→ Task to complete
Repeat, exactly and alone, every line from the line that contains "like [355, 240]." to the end of the entries.

→ Stored records
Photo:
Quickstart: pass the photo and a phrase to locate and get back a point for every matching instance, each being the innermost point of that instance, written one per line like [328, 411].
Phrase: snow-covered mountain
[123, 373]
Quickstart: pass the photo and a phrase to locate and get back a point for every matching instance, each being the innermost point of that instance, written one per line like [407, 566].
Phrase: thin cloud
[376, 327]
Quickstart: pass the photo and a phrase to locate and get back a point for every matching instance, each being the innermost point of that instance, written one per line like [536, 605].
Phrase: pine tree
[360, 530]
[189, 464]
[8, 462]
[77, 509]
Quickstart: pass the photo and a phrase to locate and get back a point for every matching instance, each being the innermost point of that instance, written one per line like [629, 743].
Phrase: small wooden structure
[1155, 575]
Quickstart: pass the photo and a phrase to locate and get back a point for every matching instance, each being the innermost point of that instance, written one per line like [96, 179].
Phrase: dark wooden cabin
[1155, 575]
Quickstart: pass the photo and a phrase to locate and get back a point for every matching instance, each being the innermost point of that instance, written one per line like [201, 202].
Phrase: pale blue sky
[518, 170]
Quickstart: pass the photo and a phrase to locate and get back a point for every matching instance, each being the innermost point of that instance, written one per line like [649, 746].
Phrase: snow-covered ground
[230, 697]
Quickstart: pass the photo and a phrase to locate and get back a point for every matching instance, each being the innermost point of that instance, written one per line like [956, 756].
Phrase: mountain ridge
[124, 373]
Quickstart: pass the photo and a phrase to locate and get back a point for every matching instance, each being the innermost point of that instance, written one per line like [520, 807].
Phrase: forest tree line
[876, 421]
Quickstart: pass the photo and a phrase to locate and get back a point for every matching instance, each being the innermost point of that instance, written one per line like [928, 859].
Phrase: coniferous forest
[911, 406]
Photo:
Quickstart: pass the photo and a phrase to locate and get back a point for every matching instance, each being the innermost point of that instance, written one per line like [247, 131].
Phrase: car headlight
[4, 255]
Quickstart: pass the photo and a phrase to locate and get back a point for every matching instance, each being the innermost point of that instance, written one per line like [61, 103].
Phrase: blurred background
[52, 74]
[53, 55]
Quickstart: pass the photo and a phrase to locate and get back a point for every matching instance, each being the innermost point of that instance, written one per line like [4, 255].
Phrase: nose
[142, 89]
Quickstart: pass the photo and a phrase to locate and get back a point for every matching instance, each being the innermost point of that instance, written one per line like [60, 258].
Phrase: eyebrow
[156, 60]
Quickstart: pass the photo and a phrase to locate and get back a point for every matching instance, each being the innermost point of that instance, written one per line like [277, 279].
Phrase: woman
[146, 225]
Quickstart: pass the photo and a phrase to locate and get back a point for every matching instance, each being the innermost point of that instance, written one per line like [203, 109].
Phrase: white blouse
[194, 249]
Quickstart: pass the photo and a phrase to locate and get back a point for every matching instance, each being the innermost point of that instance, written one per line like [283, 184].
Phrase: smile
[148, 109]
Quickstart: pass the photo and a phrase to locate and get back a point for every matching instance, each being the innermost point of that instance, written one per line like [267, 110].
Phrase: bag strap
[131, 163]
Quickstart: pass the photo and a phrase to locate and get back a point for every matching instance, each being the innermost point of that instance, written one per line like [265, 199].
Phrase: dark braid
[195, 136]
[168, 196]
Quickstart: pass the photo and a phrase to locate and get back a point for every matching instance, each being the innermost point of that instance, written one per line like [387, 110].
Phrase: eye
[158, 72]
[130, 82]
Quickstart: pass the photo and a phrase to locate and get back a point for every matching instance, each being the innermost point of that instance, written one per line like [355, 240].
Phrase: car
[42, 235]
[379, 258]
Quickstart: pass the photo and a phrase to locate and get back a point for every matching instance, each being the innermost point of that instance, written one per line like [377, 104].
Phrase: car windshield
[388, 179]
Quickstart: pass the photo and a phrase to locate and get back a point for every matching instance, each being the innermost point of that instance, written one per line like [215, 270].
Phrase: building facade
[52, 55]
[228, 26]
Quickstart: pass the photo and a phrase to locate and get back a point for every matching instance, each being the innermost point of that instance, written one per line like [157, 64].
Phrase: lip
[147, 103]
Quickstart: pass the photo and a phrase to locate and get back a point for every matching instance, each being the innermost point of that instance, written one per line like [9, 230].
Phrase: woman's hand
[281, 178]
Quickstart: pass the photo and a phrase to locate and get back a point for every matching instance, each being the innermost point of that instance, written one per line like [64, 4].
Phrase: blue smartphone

→ Solution for this exercise
Quickstart: pass the photo and a phrase to locate and get back a point for every matching instance, each being the innermost point of that instance, written one per line like [355, 240].
Phrase: car
[42, 235]
[379, 258]
Quickstart: pass the photo and a phrase to locate and get back a point for every matching instance, each being the innermost point of that instance, written one per line like [377, 104].
Phrase: car windshield
[388, 179]
Quickstart: pass the photo and a phrase to locate and get back a point for every matching instance, each being the innermost point of that instance, written one per line like [215, 270].
Phrase: building facade
[52, 55]
[228, 26]
Quickstart: pass the photo and a phrase to locate and get back a point for every matching instance, each being the innermost point of that instance, written one per line like [157, 64].
Phrase: lip
[147, 103]
Quickstart: pass the photo and a phrase to locate and get back a point for every matching instance, each being the innermost point of that instance, written one per line like [9, 230].
Phrase: woman's hand
[281, 178]
Quickstart: pass the photo and a phrase to locate and get back a point for every matching instance, each being the innermost point of that instance, written one per line like [64, 4].
Phrase: blue smartphone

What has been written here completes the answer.